## [GIVEN TASK]
Copy out all the entries exactly.

## [RECORDS TO PROCESS]

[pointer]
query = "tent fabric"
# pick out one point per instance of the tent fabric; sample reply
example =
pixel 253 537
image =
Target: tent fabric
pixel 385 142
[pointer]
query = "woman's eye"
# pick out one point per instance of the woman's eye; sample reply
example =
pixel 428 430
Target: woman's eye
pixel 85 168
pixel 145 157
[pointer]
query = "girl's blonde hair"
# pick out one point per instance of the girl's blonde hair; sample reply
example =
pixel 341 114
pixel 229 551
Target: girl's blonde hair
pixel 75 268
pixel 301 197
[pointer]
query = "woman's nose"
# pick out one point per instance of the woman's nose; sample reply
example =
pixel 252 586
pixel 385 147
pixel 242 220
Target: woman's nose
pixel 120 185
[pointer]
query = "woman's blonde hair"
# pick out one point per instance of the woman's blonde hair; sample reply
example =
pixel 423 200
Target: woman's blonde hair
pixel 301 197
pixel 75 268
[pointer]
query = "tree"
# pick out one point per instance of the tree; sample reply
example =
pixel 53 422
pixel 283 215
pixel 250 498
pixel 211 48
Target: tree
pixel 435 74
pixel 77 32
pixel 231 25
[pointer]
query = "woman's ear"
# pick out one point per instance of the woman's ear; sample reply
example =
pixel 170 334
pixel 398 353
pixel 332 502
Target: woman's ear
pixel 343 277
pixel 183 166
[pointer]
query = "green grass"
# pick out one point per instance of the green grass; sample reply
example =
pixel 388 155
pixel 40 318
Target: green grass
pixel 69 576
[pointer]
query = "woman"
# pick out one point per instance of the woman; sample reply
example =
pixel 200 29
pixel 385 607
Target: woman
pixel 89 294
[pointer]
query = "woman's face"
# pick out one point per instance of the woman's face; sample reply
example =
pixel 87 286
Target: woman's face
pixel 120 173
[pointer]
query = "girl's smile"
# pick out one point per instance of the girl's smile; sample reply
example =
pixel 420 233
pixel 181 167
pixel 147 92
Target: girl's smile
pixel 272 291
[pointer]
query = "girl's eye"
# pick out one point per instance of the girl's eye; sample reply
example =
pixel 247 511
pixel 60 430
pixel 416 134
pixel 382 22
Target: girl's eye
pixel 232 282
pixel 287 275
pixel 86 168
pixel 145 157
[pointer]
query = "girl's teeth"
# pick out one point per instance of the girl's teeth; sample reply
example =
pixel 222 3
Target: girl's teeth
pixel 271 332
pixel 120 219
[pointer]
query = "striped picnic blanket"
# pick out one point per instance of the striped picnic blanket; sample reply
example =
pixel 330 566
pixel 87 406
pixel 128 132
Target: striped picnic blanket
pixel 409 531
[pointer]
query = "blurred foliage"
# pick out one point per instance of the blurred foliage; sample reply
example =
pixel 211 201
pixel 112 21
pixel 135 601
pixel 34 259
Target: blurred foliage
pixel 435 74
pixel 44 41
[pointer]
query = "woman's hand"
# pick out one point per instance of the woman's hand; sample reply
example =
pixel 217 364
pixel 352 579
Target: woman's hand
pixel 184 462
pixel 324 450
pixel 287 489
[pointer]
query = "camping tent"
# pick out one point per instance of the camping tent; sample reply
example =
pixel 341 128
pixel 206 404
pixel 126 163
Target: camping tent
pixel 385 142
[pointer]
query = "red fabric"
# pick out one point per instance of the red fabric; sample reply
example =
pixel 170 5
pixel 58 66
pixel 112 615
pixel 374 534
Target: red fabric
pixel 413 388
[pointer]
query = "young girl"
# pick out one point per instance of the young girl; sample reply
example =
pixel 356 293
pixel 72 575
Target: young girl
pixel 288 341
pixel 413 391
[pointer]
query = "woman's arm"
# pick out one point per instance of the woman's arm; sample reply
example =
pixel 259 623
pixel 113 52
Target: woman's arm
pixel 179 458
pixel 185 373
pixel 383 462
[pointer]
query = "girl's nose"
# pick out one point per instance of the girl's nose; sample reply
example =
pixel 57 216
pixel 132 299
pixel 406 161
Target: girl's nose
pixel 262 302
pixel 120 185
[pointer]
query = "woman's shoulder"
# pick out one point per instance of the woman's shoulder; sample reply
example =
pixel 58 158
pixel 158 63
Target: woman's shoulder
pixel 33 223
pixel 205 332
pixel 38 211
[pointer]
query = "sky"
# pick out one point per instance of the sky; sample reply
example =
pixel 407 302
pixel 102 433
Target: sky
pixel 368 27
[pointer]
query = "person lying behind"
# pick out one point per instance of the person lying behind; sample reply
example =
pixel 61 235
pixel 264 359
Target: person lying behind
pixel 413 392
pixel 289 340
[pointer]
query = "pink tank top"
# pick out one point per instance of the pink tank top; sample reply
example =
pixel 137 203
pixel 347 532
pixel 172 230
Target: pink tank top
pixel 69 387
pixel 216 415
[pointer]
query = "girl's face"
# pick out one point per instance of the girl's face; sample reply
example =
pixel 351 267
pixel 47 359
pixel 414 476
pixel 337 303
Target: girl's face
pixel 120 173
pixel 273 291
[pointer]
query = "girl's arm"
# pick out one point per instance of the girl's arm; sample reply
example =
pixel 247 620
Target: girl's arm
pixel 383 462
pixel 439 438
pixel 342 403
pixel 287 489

## [EXERCISE RESULT]
[pointer]
query = "tent fabric"
# pick out one point per instance of the tent fabric; sample reply
example =
pixel 253 537
image =
Target: tent fabric
pixel 385 142
[pointer]
query = "woman's eye"
# pick out one point per instance of the woman's eye; sample reply
example =
pixel 428 430
Target: woman's eye
pixel 85 168
pixel 145 157
[pointer]
query = "girl's blonde hair"
# pick out one point per instance of the girl's blonde hair; sample reply
example =
pixel 341 114
pixel 229 551
Target: girl's blonde hair
pixel 75 268
pixel 301 197
[pointer]
query = "woman's nose"
# pick out one point per instance of the woman's nose; sample reply
example =
pixel 252 586
pixel 385 147
pixel 242 220
Target: woman's nose
pixel 120 185
[pointer]
query = "woman's blonde hair"
# pick out one point per instance of the woman's blonde hair; sample reply
example =
pixel 423 200
Target: woman's blonde hair
pixel 301 197
pixel 75 268
[pointer]
query = "tree"
# pick out one point per instance of the tree; sample reply
example =
pixel 53 422
pixel 283 215
pixel 250 498
pixel 211 48
Target: tree
pixel 435 74
pixel 77 32
pixel 231 25
[pointer]
query = "woman's ear"
# pick out one point per instance of the woman's ear; sample reply
example =
pixel 170 334
pixel 398 353
pixel 332 502
Target: woman's ear
pixel 343 277
pixel 183 166
[pointer]
query = "green grass"
# pick out one point per instance of the green grass; sample reply
example =
pixel 388 155
pixel 40 318
Target: green grass
pixel 69 576
[pointer]
query = "woman"
# pick out one point per instance of the woman; sample reply
example =
pixel 200 29
pixel 385 607
Target: woman
pixel 89 294
[pointer]
query = "woman's face"
# pick out one point per instance of the woman's face; sample reply
example =
pixel 87 286
Target: woman's face
pixel 120 173
[pointer]
query = "girl's smile"
# pick out one point per instance of the girl's smile; sample reply
example =
pixel 420 233
pixel 181 167
pixel 147 92
Target: girl's smile
pixel 272 291
[pointer]
query = "girl's eye"
# pick out one point per instance of the girl's eye; sample reply
example =
pixel 247 511
pixel 60 430
pixel 416 134
pixel 382 22
Target: girl's eye
pixel 232 282
pixel 287 275
pixel 86 168
pixel 145 157
[pointer]
query = "girl's teeth"
# pick out one point per instance of the girl's teeth; sample reply
example =
pixel 222 3
Target: girl's teeth
pixel 271 332
pixel 120 219
[pointer]
query = "striped picnic blanket"
# pick out one point per instance of the striped picnic blanket; sample reply
example =
pixel 330 566
pixel 87 406
pixel 128 132
Target: striped picnic blanket
pixel 409 531
[pointer]
query = "blurred foliage"
# pick out one point per instance of the blurred foliage; sample reply
example =
pixel 211 201
pixel 112 21
pixel 135 601
pixel 34 259
Target: blurred foliage
pixel 435 74
pixel 44 41
[pointer]
query = "woman's hand"
# pick out one point per instance of the woman's hand; sample reply
example =
pixel 217 364
pixel 352 579
Target: woman's hand
pixel 184 462
pixel 324 450
pixel 287 489
[pointer]
query = "camping tent"
# pick out one point per instance of the camping tent; sample reply
example =
pixel 341 128
pixel 206 404
pixel 126 163
Target: camping tent
pixel 385 142
[pointer]
query = "red fabric"
# pick out one point per instance of the red fabric; sample reply
example =
pixel 170 5
pixel 58 66
pixel 112 615
pixel 374 534
Target: red fabric
pixel 413 388
[pointer]
query = "young girl"
# pick out one point per instance of the young girl; sample reply
example =
pixel 356 293
pixel 72 575
Target: young girl
pixel 288 341
pixel 413 391
[pointer]
query = "woman's arm"
# pick out one point per instance of the woman's arm; sample reply
example =
pixel 259 623
pixel 113 52
Target: woman's arm
pixel 179 458
pixel 185 373
pixel 383 462
[pointer]
query = "girl's nose"
# pick out one point per instance of the girl's nose; sample reply
example =
pixel 57 216
pixel 132 299
pixel 406 161
Target: girl's nose
pixel 262 302
pixel 120 185
[pointer]
query = "woman's shoulder"
# pick out one point per instance of the woman's shoulder; sample reply
example =
pixel 58 158
pixel 158 63
Target: woman's shoulder
pixel 33 223
pixel 205 332
pixel 38 211
[pointer]
query = "sky"
# pick out one point per instance of the sky; sample reply
example =
pixel 407 302
pixel 102 433
Target: sky
pixel 368 27
[pointer]
query = "person lying behind"
# pick out one point per instance of the person lying behind; sample reply
example =
pixel 61 235
pixel 264 359
Target: person lying behind
pixel 413 392
pixel 289 340
[pointer]
query = "pink tank top"
# pick out one point per instance of the pink tank top; sample reply
example =
pixel 137 203
pixel 347 532
pixel 172 230
Target: pink tank top
pixel 69 387
pixel 216 415
[pointer]
query = "girl's face"
# pick out one point per instance of the girl's face; sample reply
example =
pixel 351 267
pixel 47 359
pixel 414 476
pixel 337 303
Target: girl's face
pixel 120 173
pixel 273 291
[pointer]
query = "girl's arm"
# pick out one point per instance of the girl's arm; sample reply
example =
pixel 247 620
Target: girl's arm
pixel 383 462
pixel 439 438
pixel 342 403
pixel 287 489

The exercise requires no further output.